* **GIVEN DATA**

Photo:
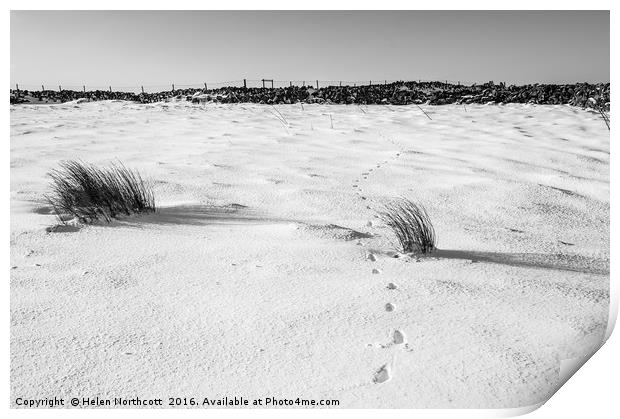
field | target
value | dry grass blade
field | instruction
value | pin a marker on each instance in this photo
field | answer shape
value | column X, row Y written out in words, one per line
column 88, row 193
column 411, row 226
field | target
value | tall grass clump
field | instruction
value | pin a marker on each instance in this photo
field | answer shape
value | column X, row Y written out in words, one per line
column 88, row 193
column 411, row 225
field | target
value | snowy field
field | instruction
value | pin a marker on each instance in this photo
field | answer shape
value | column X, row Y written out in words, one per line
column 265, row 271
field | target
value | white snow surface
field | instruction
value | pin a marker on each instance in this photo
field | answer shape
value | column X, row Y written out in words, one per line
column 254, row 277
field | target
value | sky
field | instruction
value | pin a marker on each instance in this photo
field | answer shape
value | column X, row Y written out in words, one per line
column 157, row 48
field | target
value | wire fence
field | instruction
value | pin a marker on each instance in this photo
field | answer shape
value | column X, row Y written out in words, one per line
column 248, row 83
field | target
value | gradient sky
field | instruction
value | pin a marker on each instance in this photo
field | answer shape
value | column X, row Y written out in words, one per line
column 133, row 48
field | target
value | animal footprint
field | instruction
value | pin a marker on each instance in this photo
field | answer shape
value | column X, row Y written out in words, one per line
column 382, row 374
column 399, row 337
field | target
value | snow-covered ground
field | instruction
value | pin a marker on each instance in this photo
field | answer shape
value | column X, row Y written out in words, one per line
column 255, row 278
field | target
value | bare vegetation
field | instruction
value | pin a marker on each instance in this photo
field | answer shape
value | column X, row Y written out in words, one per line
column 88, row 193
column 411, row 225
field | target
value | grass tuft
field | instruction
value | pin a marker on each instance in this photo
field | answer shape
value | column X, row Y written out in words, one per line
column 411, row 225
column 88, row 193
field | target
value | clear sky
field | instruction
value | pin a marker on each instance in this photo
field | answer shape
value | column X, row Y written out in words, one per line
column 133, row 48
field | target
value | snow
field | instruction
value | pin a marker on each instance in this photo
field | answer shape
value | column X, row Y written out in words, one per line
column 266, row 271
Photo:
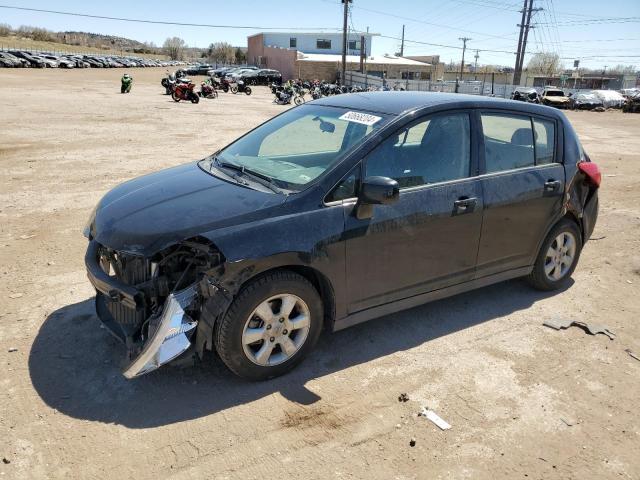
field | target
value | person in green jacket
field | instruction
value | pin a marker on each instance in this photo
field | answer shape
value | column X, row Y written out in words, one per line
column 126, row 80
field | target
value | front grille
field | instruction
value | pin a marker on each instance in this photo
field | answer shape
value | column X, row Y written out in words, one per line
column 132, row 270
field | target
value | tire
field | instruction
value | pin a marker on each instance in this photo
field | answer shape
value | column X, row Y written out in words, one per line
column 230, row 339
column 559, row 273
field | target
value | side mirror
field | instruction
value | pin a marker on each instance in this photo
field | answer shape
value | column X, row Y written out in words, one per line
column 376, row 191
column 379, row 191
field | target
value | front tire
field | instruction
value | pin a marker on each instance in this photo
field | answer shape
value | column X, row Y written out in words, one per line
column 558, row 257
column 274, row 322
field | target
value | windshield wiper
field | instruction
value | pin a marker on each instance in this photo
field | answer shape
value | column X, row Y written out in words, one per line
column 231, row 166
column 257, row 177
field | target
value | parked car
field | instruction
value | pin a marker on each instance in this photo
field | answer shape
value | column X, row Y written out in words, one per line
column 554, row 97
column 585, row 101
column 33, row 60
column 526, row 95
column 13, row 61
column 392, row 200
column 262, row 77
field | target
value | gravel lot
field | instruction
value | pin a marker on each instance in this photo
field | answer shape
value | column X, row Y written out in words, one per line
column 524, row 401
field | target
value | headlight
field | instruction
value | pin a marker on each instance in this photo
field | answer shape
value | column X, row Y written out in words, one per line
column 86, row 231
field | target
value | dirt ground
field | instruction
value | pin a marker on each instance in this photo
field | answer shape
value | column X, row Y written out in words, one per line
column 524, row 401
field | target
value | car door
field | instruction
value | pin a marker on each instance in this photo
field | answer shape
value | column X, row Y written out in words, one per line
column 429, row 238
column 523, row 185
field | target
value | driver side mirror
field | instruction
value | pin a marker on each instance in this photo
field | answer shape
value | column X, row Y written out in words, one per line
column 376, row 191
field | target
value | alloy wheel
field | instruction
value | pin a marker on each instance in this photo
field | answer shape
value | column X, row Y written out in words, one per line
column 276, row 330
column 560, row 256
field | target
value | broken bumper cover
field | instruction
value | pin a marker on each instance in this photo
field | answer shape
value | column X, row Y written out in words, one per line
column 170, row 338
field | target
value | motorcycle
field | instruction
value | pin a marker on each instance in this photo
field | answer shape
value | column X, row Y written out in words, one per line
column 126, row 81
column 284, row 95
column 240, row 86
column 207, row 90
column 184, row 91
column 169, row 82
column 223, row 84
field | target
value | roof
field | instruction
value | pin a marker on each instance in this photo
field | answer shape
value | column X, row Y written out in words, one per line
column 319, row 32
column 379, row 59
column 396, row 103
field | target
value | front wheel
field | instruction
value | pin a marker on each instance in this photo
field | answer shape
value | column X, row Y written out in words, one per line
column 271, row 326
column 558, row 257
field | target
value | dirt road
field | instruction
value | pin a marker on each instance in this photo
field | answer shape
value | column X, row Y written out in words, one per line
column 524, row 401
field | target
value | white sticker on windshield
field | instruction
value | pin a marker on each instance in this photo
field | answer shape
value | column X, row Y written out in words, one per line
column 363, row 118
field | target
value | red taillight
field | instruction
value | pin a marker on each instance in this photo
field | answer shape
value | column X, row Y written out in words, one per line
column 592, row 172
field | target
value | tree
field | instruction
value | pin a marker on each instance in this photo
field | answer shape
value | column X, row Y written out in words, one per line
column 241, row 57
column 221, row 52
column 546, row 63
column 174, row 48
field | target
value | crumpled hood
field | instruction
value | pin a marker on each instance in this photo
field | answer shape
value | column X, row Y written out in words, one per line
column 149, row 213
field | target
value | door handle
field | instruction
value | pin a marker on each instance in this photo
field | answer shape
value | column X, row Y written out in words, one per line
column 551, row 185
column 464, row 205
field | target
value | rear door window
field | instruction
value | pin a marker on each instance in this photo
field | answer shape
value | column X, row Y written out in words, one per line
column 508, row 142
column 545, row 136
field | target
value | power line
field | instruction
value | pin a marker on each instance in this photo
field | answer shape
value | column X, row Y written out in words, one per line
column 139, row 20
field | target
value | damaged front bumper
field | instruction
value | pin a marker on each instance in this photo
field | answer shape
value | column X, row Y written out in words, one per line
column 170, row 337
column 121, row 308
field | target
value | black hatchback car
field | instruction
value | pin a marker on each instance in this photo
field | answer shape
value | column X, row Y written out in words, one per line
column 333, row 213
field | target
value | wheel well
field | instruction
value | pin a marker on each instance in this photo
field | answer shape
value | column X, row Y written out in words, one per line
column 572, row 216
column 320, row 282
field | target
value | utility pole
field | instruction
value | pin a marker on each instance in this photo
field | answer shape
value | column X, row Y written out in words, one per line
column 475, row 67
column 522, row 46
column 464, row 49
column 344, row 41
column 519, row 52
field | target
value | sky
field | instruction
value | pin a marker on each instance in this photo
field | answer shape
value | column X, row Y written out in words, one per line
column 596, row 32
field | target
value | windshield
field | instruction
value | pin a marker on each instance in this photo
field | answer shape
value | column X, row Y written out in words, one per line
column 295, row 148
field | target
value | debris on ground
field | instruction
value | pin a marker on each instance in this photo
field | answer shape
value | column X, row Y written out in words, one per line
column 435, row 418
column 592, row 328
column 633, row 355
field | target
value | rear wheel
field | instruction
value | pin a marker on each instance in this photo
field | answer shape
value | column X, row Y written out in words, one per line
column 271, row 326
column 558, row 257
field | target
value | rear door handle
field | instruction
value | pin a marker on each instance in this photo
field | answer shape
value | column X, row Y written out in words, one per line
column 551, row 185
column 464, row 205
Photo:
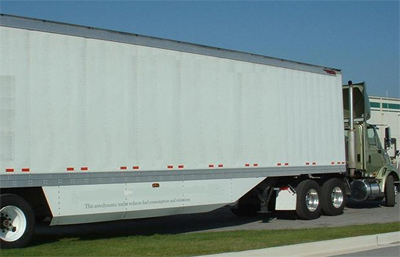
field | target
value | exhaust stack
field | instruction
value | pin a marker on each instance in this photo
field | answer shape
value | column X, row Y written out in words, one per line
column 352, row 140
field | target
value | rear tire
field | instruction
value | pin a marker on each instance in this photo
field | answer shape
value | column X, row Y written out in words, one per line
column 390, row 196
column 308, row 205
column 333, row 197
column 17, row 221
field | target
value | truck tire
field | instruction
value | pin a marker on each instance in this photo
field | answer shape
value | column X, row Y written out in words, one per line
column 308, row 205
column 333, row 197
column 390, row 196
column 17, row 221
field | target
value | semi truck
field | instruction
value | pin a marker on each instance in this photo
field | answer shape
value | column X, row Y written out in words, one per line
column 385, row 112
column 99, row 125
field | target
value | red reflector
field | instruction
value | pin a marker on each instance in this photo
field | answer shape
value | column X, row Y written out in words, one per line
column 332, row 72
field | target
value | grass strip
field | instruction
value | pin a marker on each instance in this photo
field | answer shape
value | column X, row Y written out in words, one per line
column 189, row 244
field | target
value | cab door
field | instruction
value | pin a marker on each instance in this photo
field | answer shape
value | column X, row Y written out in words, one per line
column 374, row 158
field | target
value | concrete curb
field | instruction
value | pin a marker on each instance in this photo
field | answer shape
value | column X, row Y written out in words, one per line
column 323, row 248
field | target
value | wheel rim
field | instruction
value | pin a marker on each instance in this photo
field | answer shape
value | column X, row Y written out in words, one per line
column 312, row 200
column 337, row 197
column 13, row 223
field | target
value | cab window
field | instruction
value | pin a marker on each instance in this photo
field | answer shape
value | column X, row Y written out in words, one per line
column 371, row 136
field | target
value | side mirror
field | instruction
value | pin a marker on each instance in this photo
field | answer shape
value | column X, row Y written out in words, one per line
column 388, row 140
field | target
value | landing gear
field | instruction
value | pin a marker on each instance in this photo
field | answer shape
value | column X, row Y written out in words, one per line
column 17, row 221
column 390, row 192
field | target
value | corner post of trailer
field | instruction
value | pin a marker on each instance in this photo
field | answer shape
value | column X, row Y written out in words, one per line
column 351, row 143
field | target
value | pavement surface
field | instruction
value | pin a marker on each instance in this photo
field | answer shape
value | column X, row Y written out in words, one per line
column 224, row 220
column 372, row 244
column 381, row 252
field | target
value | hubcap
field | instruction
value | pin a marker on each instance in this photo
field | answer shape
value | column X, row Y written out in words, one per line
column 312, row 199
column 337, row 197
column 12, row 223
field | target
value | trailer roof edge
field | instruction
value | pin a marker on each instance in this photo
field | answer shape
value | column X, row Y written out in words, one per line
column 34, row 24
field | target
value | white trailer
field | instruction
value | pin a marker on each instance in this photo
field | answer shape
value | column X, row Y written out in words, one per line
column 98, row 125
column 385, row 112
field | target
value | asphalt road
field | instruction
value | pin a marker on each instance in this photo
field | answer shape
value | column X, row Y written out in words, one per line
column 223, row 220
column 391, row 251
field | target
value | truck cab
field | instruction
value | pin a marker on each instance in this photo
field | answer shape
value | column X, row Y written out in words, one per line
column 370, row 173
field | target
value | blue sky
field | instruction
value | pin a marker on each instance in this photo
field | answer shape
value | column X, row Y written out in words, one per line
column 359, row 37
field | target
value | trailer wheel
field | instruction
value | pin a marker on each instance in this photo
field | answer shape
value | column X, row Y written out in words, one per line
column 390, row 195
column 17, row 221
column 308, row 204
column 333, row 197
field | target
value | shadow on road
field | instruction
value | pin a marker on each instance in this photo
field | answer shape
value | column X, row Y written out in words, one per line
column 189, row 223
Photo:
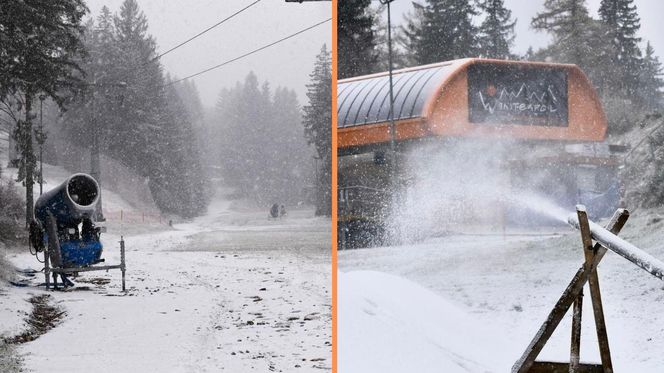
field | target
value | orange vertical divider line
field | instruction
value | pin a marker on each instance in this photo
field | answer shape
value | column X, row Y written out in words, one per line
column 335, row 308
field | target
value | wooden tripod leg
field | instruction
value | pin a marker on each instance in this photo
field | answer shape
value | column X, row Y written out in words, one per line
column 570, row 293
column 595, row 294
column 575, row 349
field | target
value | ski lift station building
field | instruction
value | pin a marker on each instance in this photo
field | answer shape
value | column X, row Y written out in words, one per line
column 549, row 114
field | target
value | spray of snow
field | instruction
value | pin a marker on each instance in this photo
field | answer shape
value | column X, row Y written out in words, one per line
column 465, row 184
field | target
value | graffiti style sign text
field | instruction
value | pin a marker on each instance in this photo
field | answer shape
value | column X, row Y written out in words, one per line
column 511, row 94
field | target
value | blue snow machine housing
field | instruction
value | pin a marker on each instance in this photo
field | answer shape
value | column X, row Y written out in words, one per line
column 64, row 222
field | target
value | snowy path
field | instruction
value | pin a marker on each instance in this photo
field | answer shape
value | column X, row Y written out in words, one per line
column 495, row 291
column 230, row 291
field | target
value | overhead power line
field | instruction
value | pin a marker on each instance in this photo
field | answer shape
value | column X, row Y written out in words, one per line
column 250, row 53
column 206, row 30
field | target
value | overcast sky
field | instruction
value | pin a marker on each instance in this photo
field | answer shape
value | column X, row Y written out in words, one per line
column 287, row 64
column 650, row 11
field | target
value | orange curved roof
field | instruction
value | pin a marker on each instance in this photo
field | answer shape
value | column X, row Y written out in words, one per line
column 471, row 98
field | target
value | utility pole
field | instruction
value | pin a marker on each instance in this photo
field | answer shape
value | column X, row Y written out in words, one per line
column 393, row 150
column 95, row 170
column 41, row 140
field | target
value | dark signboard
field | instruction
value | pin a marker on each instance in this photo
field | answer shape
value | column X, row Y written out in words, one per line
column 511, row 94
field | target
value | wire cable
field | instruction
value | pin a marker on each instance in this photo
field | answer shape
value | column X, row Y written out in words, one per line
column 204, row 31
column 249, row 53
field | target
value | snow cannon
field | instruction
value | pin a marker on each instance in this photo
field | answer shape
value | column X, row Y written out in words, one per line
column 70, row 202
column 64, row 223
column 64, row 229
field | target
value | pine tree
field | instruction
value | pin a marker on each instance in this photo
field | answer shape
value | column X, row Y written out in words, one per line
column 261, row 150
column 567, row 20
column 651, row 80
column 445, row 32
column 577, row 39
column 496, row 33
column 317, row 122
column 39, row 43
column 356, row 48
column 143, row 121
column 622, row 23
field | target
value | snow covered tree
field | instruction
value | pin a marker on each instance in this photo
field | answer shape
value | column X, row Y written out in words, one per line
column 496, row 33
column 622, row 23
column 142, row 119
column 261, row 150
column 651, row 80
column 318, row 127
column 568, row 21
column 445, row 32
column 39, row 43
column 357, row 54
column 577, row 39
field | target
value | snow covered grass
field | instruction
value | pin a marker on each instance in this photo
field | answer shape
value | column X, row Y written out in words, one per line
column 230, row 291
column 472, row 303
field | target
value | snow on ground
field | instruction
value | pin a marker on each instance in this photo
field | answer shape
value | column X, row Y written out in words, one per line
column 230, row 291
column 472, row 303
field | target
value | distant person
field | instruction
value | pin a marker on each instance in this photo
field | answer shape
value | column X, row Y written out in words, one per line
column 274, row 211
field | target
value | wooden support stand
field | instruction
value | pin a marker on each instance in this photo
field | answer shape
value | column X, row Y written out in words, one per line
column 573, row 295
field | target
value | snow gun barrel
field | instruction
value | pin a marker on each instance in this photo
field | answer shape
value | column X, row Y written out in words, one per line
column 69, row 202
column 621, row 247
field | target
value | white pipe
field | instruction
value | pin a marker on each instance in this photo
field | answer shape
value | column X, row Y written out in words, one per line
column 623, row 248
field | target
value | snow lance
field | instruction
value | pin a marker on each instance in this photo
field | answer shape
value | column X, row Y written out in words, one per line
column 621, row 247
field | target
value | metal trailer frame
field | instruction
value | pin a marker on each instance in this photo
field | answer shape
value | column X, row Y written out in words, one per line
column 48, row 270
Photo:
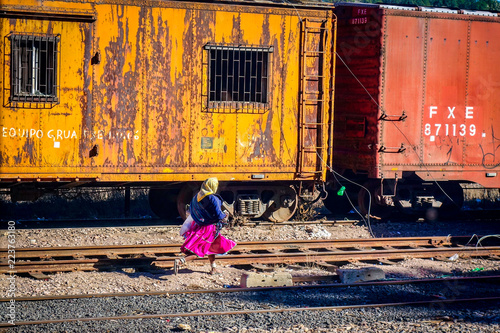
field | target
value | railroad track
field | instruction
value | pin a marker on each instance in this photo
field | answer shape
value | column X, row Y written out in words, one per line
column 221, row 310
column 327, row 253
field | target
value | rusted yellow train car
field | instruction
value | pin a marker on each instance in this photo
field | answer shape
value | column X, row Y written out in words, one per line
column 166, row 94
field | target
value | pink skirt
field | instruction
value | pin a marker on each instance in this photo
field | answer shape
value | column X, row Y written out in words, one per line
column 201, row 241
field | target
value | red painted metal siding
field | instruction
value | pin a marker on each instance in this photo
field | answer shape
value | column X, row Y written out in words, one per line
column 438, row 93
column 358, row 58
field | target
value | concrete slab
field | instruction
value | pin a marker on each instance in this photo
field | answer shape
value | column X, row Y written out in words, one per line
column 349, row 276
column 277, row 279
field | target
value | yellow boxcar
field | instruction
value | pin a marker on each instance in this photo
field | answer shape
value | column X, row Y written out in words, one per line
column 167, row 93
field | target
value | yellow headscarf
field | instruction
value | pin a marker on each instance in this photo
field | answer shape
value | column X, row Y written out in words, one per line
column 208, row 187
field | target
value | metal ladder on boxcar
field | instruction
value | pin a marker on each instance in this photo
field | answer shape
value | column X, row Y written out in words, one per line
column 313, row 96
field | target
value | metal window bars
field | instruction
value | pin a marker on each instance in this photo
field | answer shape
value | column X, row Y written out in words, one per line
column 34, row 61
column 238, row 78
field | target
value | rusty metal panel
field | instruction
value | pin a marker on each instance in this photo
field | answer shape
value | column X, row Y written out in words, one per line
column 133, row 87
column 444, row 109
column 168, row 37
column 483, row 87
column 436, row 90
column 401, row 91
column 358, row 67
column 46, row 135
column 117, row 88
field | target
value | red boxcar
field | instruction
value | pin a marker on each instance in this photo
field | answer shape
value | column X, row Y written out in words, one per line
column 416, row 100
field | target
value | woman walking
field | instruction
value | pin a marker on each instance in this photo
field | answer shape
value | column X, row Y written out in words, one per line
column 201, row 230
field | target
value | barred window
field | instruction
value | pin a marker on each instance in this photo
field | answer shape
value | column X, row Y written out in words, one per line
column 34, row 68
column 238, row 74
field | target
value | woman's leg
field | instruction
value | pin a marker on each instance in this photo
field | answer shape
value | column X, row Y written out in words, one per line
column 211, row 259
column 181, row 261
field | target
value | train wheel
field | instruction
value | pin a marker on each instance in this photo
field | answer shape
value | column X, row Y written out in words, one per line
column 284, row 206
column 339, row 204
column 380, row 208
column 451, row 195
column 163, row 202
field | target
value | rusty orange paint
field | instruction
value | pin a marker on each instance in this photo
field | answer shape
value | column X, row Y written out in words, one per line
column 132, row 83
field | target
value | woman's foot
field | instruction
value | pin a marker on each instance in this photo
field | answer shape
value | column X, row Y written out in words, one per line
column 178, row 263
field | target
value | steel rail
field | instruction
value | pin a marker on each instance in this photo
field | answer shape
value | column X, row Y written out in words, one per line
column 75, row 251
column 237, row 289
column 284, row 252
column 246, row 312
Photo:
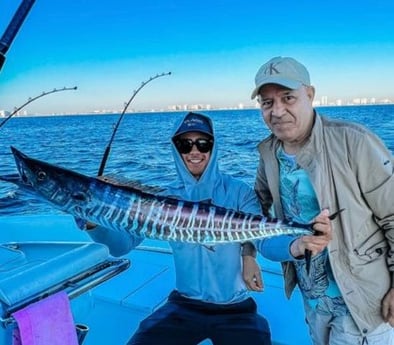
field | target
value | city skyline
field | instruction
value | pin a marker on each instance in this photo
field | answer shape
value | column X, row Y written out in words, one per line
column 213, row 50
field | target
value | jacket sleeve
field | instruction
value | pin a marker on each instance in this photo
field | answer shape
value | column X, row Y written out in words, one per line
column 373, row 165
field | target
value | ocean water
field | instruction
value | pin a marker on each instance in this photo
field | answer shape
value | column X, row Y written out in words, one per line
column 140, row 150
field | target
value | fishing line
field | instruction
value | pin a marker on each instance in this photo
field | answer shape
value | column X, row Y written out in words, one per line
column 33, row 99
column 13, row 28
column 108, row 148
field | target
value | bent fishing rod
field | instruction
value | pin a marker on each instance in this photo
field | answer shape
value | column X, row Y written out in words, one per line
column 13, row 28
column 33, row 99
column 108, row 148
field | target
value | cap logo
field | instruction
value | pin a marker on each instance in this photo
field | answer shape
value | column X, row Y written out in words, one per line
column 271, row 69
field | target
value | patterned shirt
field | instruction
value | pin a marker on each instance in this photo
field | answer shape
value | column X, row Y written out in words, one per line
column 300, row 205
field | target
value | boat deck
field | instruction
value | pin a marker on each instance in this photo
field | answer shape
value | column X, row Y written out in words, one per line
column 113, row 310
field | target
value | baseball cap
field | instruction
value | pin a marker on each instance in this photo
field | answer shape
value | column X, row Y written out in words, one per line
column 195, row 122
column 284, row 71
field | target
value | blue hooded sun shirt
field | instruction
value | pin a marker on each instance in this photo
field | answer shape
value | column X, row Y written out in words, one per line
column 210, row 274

* **EXERCISE TASK**
State how many lines of the material above contain the word "covered", giving only the number.

* **SOLUTION FOR THIS PROBLEM**
3